__WORK REQUIRED__. Within the records, which lines hold the string "mountain"? Report each one by copying it.

[Stored data entries]
──────────────────────────────

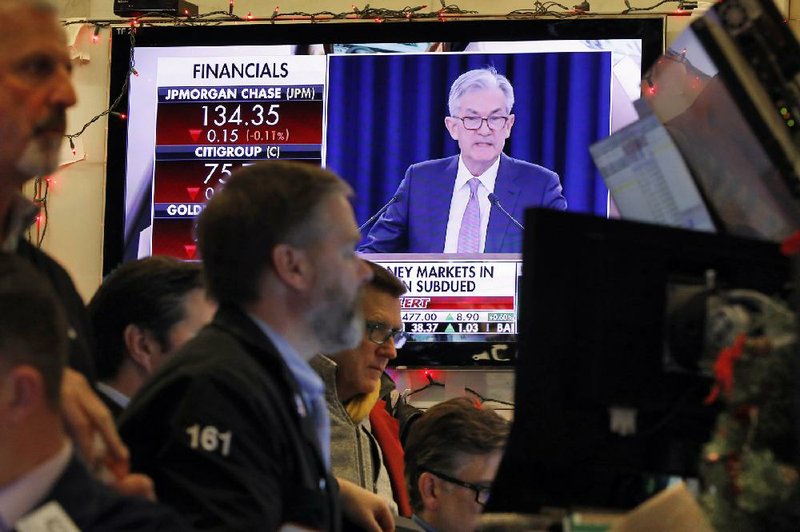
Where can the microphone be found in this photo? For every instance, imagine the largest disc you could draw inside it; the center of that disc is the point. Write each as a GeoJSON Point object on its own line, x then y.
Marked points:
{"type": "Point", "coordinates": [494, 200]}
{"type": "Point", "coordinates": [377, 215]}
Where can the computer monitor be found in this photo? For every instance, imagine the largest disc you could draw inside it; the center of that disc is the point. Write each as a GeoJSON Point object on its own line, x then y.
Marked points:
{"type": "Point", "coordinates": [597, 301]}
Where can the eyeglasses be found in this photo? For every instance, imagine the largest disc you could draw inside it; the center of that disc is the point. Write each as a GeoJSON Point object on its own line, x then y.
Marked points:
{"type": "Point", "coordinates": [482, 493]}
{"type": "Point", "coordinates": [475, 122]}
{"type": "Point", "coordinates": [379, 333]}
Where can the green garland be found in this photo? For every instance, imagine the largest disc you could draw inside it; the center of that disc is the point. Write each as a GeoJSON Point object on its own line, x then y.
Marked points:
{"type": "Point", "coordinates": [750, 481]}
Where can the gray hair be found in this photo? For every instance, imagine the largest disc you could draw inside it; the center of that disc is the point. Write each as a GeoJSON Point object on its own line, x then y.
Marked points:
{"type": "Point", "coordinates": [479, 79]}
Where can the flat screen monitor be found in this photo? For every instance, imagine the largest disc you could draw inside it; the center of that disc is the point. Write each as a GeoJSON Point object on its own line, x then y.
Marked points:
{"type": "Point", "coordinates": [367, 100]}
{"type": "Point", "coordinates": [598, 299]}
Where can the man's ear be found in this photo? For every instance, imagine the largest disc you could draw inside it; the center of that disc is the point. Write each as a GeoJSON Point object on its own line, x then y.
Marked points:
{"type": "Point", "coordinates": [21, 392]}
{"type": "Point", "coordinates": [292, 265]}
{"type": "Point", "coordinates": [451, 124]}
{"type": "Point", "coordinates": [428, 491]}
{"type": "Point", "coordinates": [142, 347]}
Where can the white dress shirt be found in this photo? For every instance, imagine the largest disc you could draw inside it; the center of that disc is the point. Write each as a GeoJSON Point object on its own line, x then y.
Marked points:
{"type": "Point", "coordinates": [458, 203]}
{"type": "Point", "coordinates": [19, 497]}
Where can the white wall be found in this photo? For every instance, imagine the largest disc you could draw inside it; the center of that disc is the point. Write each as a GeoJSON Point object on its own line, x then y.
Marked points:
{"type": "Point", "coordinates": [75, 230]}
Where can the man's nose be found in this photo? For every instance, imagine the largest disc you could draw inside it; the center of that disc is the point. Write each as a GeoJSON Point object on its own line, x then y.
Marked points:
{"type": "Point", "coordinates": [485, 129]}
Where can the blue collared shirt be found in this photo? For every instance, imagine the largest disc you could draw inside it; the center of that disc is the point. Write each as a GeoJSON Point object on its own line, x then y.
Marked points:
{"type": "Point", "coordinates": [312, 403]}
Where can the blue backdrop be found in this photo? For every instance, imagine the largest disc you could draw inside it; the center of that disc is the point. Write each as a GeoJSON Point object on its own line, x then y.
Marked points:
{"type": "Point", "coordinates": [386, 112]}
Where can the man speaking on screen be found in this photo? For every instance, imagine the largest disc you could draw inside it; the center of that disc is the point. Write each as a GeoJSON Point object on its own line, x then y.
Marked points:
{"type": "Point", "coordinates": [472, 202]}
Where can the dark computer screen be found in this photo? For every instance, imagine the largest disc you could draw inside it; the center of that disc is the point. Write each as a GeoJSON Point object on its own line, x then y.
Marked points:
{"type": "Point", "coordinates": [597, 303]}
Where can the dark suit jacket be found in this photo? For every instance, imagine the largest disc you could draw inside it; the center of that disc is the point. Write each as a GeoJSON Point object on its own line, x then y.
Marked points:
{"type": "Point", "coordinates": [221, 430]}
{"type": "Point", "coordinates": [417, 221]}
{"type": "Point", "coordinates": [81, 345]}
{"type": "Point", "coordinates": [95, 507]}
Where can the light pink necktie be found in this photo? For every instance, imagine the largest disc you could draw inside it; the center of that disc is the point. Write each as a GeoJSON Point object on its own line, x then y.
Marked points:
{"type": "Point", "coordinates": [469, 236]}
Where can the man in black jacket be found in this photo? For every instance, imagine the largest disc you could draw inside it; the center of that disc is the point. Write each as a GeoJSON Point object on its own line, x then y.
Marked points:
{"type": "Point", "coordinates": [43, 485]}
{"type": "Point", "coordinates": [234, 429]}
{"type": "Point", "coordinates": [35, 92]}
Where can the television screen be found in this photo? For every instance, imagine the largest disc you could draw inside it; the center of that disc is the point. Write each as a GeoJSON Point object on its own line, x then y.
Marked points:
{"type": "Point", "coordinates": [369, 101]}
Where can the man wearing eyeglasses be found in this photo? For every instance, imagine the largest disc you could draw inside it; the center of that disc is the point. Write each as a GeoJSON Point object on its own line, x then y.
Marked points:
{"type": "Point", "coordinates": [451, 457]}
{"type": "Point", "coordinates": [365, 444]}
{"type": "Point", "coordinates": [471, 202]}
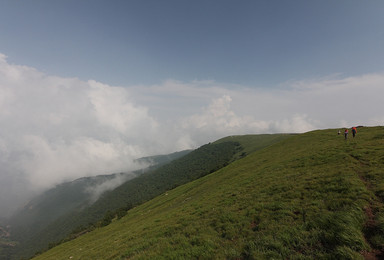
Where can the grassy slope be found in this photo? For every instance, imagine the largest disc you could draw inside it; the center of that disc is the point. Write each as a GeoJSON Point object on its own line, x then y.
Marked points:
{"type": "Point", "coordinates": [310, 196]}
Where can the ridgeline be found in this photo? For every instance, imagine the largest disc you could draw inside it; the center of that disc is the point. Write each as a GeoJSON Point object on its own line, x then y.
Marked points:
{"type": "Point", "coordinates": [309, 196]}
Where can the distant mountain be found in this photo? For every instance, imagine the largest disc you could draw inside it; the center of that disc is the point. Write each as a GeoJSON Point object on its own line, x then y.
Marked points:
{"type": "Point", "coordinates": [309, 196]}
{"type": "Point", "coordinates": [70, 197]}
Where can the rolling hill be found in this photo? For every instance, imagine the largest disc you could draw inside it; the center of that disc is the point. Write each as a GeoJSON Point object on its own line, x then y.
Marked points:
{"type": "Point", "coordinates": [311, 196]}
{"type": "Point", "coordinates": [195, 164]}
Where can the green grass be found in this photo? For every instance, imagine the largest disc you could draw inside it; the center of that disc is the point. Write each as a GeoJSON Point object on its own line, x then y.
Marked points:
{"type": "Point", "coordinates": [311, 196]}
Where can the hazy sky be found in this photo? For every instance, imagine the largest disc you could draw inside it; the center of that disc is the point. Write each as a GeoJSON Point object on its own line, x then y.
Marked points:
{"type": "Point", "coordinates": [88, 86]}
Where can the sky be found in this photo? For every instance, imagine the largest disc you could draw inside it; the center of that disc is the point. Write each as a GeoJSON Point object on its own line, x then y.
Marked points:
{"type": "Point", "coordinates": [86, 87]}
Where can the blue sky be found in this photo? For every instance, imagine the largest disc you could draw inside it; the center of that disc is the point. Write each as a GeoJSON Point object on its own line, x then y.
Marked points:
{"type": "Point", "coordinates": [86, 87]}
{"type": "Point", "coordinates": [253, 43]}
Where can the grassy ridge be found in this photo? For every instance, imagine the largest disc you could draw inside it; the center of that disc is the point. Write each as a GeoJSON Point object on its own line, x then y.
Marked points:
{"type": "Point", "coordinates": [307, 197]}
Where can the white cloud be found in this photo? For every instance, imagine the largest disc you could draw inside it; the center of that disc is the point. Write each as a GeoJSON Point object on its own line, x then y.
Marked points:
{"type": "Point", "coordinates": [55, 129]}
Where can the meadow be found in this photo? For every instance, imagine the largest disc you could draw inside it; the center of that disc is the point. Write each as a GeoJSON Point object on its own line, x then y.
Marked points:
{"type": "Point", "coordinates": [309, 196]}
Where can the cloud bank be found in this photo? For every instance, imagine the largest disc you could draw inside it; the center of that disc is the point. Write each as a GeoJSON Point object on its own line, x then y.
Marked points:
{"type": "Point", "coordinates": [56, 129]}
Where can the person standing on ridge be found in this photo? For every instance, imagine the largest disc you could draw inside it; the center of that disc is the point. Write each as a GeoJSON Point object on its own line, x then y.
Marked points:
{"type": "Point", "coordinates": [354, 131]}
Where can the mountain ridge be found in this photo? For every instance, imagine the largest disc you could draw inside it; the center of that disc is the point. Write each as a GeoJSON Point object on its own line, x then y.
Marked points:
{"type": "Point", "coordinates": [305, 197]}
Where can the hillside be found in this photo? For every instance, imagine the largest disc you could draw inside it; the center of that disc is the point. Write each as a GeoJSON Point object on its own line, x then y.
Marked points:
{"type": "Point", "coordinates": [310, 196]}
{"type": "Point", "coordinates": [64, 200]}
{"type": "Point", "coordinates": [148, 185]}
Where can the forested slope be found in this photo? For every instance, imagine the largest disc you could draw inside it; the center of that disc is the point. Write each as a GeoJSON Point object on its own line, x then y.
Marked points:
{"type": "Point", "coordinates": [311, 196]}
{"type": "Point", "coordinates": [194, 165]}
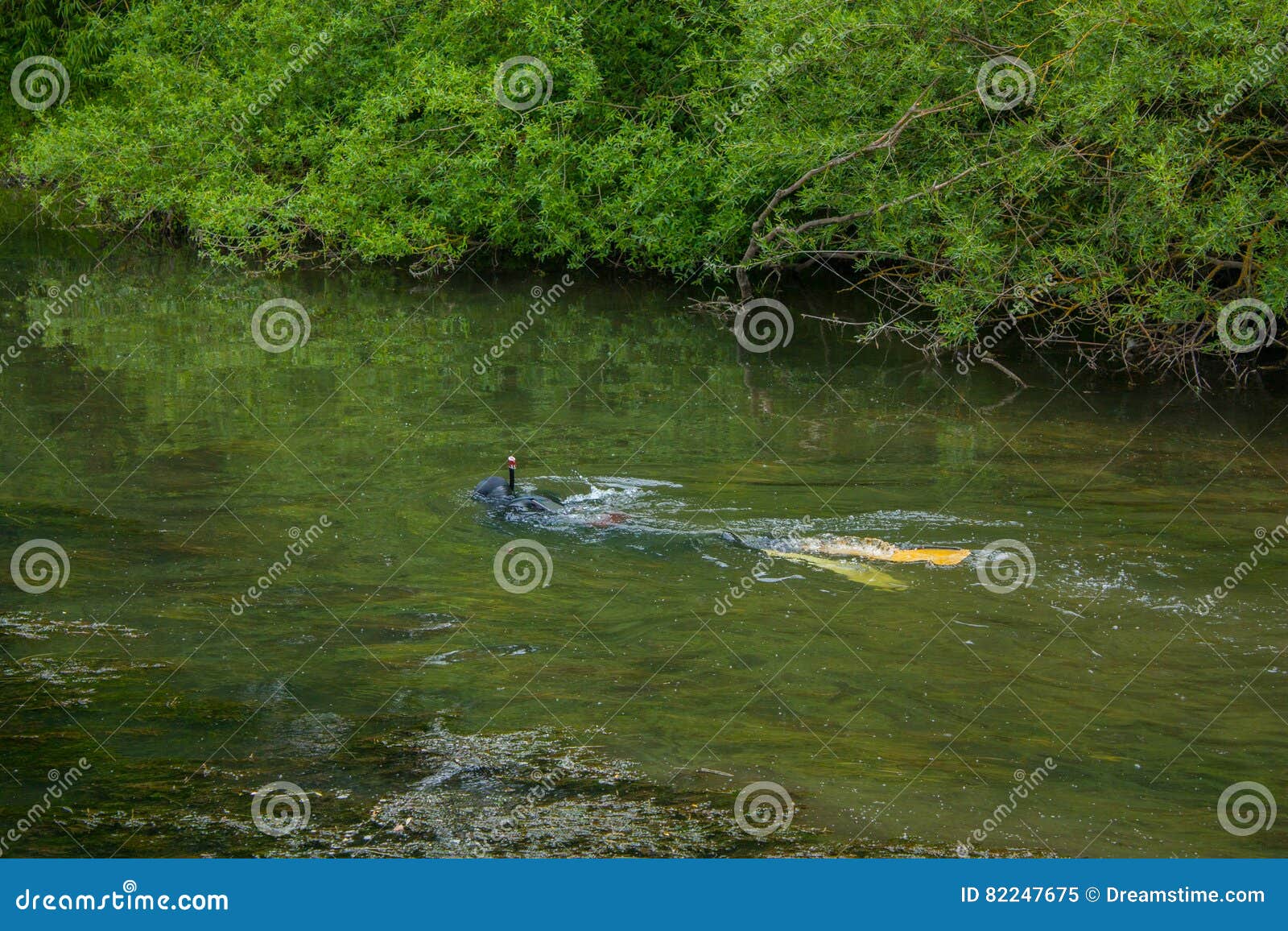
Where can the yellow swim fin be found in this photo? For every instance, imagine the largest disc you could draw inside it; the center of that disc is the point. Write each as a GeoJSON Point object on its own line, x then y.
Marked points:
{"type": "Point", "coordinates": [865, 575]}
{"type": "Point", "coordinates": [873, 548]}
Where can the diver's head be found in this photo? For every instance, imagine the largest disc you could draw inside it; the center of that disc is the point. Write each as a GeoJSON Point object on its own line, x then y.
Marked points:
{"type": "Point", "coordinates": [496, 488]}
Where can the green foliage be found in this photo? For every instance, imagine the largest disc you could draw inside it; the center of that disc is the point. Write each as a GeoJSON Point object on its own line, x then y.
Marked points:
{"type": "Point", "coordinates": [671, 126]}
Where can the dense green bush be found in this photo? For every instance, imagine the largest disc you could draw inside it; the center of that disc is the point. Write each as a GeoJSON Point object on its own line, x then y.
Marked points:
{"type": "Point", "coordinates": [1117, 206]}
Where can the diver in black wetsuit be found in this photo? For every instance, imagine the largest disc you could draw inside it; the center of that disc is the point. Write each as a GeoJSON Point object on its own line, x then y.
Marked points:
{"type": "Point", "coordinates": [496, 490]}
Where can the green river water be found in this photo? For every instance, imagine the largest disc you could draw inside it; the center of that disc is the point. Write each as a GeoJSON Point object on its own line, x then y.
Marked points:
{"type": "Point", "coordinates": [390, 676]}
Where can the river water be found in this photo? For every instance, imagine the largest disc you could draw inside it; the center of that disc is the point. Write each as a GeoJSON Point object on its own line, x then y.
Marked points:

──────────────────────────────

__YOUR SOLUTION__.
Where can the distant mountain be found in this photo? For every instance, imagine the largest disc you could draw inside it; the center of that disc is the point. Write each as a GeoJSON Point object on its own line, x then y.
Where can the mountain ridge be found in this photo? For every instance, imagine the largest disc you could draw inside it; the center of that disc is the point. Write each as a GeoJSON Point object on its own line, x then y.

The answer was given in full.